* [Set exercise] Print the stretch of the listing below from the line containing "find the tall" through the end of the listing, reproducing every line character for character.

* [Records supplied]
--------
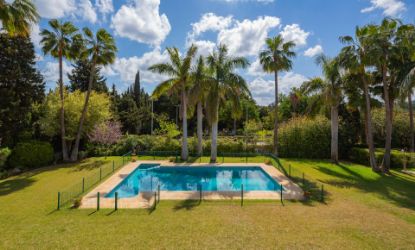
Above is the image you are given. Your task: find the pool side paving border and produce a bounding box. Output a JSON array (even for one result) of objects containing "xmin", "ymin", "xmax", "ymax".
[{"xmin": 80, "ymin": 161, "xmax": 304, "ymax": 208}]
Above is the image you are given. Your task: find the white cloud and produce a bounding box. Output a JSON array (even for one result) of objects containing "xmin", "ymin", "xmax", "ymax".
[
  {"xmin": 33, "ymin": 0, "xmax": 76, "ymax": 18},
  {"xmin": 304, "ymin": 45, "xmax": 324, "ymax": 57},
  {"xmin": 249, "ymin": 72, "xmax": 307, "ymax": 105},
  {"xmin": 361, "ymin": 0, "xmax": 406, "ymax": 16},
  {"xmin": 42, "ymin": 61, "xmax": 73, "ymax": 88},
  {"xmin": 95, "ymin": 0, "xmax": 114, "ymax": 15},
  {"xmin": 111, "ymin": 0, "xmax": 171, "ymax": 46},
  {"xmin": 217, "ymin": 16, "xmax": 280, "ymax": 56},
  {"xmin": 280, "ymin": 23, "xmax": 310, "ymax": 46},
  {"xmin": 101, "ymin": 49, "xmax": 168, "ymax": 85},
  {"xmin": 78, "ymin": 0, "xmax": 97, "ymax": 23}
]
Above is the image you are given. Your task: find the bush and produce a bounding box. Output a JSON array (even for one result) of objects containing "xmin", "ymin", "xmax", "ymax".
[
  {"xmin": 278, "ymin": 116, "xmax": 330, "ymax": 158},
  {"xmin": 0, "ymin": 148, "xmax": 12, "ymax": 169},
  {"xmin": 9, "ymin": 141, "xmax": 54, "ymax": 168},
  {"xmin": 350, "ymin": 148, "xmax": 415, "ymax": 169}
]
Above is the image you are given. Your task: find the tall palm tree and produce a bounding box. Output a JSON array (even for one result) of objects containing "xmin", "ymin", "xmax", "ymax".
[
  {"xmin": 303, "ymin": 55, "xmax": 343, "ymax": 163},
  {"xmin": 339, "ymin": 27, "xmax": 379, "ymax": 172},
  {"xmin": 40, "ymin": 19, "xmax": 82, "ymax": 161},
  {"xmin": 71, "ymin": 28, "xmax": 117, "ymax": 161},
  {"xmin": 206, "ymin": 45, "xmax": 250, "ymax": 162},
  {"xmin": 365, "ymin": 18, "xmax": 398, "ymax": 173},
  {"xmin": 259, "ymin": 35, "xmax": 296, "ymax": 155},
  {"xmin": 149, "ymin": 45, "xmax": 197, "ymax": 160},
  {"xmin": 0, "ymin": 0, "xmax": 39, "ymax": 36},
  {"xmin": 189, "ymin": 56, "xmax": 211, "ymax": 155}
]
--------
* [Solution]
Above is the image you are given. Your task: find the tall palm tree and produce a bounding box. Output a JSON array (even for one result) of objects containing "xmin", "ymin", "xmax", "ymax".
[
  {"xmin": 303, "ymin": 55, "xmax": 343, "ymax": 163},
  {"xmin": 339, "ymin": 27, "xmax": 379, "ymax": 172},
  {"xmin": 40, "ymin": 19, "xmax": 82, "ymax": 161},
  {"xmin": 71, "ymin": 28, "xmax": 117, "ymax": 161},
  {"xmin": 206, "ymin": 45, "xmax": 250, "ymax": 162},
  {"xmin": 365, "ymin": 18, "xmax": 398, "ymax": 173},
  {"xmin": 259, "ymin": 35, "xmax": 296, "ymax": 155},
  {"xmin": 149, "ymin": 45, "xmax": 197, "ymax": 160},
  {"xmin": 0, "ymin": 0, "xmax": 39, "ymax": 36},
  {"xmin": 189, "ymin": 56, "xmax": 211, "ymax": 155}
]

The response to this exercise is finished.